__THE TASK__
Copy out every line of the listing below without changing a word, and leave out the picture.

====== ENTRIES SUPPLIED

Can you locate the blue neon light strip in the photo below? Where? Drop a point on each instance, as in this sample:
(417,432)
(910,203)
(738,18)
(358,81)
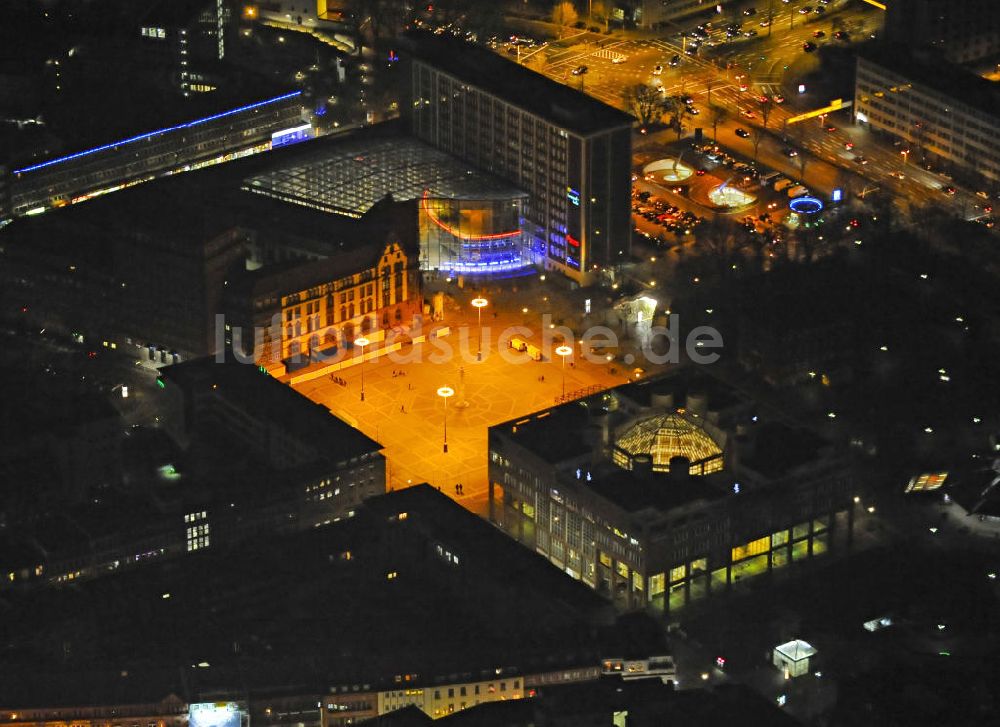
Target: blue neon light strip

============

__SOLVED EXERCISE__
Can you locate the blue neon light strip in the photo below? Where? Drop a point on each instance, as in this sample:
(417,432)
(910,203)
(738,18)
(358,81)
Target: blue neon light strip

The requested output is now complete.